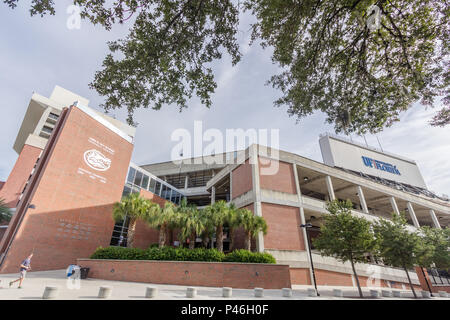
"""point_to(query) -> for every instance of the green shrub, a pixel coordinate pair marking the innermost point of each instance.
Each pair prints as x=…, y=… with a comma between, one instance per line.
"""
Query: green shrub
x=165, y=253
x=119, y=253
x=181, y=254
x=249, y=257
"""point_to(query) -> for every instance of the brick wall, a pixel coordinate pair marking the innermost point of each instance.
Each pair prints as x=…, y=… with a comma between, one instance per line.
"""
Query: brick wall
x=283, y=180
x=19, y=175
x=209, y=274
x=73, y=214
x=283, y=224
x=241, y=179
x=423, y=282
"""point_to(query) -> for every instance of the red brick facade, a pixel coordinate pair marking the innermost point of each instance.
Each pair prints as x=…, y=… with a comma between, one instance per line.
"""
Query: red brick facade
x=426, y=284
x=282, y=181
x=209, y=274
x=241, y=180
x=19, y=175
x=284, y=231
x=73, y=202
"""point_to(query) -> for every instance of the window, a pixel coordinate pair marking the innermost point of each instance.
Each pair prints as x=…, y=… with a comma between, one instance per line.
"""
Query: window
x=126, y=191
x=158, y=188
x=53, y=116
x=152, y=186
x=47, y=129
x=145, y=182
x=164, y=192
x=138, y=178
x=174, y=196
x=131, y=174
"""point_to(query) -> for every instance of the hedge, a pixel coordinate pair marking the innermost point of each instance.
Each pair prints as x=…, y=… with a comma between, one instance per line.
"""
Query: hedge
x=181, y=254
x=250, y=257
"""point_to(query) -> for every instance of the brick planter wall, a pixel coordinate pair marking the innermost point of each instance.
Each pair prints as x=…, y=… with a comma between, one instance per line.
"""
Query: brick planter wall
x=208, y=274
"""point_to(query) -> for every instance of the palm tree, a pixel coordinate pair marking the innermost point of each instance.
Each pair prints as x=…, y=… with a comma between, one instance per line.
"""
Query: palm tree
----------------------------------------
PROBLEM | Write out all of the lines above again word for word, but leave the pictures out.

TASK ANSWER |
"""point_to(query) -> for every instance of the green shrub, a pixel coordinate pair marking the innermost point of each instance.
Each pair prints as x=…, y=… with a comma between, one instance per line.
"""
Query: green shrub
x=165, y=253
x=119, y=253
x=181, y=254
x=249, y=257
"""point_to(query) -> for every instance of the brick wall, a pixel coordinate pair marking the innermost point of each instance.
Each pair prints as x=…, y=… with a comma between, one instance per line.
"""
Query: brick wall
x=283, y=180
x=19, y=175
x=209, y=274
x=73, y=214
x=283, y=224
x=241, y=179
x=423, y=282
"""point_to(query) -> for every instance of the red brick facade, a pixel coordinate pair marking the innermost point of each instance.
Each pair prints as x=…, y=… with a comma between, one instance per line.
"""
Query: red brick facade
x=426, y=284
x=282, y=181
x=209, y=274
x=241, y=180
x=19, y=175
x=284, y=231
x=73, y=202
"""point_to(query) -> for every instance of the window, a pixel coordinate pair marking the innermost point of each instance.
Each pair prints as x=…, y=… with a comma between, one instance per line.
"""
Query: window
x=126, y=191
x=158, y=188
x=53, y=116
x=152, y=186
x=47, y=129
x=145, y=182
x=164, y=192
x=138, y=178
x=174, y=196
x=131, y=174
"""point_to(query) -> for every instance of the hedge, a pixel coordinate pair marking the innermost point of each instance.
Each pair prints as x=…, y=… with a comma between, one instance per line.
"""
Query: hedge
x=181, y=254
x=250, y=257
"""point_to(query) -> for every instance of the brick planter wall, a pixel coordinate pair marking the innermost point of each instance.
Each pair prints as x=…, y=… with a comma between, one instance per line.
"""
Query: brick planter wall
x=208, y=274
"""point_to(query) -> for every instance of the palm tree, a pixel coordinate pair marking the innermost point of each instance.
Each pair prints as x=…, y=… with a comma between, one instance per line.
"""
Query: palm tree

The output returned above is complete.